Material supplied
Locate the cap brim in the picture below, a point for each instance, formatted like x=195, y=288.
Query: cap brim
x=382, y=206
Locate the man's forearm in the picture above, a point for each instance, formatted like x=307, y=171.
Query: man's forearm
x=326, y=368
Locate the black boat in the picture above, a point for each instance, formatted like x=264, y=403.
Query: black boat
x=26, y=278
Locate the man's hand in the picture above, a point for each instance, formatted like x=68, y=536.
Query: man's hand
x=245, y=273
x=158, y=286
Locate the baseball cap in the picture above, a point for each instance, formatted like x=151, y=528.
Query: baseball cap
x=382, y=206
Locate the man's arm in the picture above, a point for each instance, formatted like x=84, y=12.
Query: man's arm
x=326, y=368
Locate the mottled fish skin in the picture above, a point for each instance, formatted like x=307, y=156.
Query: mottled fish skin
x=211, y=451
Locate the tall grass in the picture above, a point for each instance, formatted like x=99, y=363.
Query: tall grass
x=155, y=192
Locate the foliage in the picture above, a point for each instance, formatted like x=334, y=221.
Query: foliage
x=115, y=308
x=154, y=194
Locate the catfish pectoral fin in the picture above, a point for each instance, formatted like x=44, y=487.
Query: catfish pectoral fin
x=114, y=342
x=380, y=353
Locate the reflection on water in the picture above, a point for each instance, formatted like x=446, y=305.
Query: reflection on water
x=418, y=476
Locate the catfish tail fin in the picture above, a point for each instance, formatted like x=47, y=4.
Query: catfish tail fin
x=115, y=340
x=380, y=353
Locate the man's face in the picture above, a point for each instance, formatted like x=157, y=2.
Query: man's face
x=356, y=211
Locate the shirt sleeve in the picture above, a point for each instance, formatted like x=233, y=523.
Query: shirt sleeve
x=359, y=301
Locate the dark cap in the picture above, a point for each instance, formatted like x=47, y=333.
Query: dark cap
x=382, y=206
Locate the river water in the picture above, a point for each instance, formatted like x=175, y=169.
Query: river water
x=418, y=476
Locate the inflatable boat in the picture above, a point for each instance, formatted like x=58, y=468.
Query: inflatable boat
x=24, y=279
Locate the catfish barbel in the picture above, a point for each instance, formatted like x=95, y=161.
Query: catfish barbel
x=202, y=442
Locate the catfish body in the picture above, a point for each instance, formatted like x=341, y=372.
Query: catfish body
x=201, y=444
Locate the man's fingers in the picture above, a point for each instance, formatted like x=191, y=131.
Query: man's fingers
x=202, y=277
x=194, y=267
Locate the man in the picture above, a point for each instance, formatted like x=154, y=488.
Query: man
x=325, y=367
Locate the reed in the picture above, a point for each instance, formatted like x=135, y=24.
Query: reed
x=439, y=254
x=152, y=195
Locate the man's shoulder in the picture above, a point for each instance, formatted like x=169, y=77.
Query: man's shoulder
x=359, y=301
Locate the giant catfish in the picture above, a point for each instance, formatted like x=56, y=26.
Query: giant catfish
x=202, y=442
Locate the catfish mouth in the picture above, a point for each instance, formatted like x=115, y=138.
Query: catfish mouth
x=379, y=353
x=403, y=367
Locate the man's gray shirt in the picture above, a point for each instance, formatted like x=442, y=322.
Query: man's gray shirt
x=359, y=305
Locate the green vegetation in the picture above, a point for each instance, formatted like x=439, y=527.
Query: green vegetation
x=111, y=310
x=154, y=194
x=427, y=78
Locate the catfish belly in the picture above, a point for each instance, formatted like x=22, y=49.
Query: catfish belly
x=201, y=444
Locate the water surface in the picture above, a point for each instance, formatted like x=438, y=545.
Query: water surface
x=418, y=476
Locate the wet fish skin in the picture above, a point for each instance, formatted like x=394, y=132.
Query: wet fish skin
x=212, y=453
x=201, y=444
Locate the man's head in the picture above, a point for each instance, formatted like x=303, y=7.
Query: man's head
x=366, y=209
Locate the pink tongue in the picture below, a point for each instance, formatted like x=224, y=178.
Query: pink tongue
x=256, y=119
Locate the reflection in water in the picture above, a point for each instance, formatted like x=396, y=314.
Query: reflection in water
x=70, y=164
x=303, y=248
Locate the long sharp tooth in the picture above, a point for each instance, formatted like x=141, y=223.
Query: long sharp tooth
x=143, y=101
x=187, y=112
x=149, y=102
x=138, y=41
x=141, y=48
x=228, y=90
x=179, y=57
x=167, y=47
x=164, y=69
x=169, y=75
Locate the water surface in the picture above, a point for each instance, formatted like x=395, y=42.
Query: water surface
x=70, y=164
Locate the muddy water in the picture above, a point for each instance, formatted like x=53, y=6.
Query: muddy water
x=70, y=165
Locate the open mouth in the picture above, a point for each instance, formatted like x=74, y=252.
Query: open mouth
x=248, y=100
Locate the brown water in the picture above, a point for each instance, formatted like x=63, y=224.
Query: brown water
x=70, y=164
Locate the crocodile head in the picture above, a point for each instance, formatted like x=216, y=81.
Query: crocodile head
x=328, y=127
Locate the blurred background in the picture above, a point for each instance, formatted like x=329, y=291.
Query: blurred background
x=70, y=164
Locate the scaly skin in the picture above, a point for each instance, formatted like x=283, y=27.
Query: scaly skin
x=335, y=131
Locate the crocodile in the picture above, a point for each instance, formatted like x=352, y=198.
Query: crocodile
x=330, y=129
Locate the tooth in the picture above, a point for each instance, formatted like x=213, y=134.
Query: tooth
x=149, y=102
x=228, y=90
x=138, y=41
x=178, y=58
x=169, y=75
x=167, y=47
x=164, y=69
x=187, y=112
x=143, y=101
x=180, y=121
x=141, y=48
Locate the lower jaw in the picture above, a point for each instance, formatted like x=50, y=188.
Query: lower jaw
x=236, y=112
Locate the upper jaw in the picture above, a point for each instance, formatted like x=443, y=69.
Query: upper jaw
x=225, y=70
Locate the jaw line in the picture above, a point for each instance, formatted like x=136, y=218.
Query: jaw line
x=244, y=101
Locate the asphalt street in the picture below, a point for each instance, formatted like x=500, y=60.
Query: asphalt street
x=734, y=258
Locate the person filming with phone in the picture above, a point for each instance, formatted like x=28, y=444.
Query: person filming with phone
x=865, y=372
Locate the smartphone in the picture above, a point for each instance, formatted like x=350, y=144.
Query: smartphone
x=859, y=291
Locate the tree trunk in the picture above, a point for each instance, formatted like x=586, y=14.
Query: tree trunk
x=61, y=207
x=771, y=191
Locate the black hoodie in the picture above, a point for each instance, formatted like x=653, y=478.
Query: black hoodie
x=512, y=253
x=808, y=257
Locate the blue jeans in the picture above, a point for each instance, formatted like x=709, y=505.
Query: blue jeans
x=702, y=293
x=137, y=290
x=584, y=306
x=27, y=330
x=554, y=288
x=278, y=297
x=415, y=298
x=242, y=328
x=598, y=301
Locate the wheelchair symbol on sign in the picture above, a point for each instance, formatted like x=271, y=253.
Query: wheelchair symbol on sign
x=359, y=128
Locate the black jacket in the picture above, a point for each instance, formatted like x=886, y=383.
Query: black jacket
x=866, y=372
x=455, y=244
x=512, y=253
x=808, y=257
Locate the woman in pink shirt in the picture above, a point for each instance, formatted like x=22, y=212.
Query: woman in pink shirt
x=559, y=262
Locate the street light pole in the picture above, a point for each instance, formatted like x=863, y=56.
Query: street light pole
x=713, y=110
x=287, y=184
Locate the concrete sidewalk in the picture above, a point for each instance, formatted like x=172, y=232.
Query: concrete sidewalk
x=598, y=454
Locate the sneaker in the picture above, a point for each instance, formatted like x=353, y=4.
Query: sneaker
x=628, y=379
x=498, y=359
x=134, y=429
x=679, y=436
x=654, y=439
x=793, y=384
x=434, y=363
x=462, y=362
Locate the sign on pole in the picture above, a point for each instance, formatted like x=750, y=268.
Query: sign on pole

Work to complete
Your answer must be the lines above from the one containing "Query: tree trunk" to the one containing "Locate the black jacket", both included, restated word for word.

The answer
Query: tree trunk
x=61, y=207
x=771, y=191
Locate the black hoodie in the picture above, a point for each instance, formatted like x=653, y=478.
Query: black hoodie
x=512, y=253
x=808, y=257
Locate the blue jeans in the picture above, a point for each instance, formatted like x=709, y=505.
Query: blue jeans
x=702, y=293
x=137, y=290
x=584, y=306
x=27, y=330
x=554, y=288
x=278, y=297
x=415, y=298
x=242, y=328
x=598, y=301
Locate the wheelchair symbol on sign in the picture above, a point for each instance, formatted like x=271, y=253.
Query: wheelchair symbol on sign
x=359, y=128
Locate the black jacket in the picture above, a point for each instance, formatted like x=886, y=383.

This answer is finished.